# Exercise description:
Locate every line in the records below that contains the word "threshold", and copy each one.

# Task input:
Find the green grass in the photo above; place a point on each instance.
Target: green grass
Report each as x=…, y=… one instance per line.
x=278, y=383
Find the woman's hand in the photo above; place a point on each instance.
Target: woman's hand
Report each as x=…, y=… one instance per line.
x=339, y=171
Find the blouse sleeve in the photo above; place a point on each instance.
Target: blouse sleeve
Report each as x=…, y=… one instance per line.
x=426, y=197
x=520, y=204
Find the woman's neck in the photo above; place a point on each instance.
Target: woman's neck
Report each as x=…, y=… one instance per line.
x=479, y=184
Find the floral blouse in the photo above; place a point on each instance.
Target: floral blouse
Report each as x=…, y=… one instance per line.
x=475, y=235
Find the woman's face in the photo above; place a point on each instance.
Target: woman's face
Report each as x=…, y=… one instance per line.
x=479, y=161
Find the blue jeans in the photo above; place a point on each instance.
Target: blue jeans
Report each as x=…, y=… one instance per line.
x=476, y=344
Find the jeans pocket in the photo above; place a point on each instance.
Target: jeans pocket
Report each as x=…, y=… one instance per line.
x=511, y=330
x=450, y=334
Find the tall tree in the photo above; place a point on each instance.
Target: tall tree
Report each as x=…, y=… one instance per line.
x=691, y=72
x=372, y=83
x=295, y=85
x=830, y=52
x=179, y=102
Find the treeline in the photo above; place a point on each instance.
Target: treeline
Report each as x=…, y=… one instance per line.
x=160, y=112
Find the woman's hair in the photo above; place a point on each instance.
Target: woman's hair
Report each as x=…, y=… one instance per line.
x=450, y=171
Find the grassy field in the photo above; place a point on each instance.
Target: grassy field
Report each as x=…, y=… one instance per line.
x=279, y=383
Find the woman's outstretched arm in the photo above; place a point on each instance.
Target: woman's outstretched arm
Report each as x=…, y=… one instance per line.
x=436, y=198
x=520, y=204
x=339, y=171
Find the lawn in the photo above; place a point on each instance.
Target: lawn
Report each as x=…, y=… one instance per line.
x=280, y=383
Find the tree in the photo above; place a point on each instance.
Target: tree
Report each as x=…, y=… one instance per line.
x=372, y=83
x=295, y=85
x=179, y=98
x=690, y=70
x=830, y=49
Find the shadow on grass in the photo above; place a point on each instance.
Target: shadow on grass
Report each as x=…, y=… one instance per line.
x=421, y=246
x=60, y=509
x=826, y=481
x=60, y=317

...

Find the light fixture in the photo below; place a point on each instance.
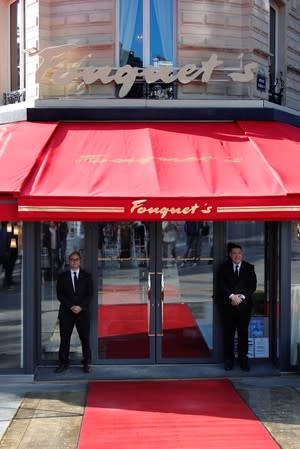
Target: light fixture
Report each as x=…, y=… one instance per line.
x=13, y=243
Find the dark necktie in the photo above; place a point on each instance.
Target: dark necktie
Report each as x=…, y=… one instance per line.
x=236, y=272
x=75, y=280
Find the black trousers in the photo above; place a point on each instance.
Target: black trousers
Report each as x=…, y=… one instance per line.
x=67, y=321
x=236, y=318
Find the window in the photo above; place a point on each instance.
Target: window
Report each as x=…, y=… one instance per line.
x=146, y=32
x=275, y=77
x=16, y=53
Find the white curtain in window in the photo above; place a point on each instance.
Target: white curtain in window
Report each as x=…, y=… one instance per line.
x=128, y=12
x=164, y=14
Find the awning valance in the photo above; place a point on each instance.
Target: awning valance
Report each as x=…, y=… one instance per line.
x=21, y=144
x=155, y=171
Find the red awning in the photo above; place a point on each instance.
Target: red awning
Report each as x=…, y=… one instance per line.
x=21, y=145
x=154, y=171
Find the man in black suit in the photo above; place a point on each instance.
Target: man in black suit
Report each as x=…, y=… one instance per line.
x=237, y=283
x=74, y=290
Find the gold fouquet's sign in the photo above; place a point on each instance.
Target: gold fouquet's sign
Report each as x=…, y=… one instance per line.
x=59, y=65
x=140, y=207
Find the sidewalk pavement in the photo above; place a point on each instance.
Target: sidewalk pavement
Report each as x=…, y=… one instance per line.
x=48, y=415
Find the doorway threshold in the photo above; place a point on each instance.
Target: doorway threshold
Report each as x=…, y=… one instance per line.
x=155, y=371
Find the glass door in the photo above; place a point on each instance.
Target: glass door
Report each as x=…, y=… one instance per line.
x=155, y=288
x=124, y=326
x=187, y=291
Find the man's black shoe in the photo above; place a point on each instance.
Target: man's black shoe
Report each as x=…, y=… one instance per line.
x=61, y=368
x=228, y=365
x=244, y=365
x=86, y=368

# Answer box:
Find the doorway threshold in the photo above; place a point on each instance.
Target: doorway threshold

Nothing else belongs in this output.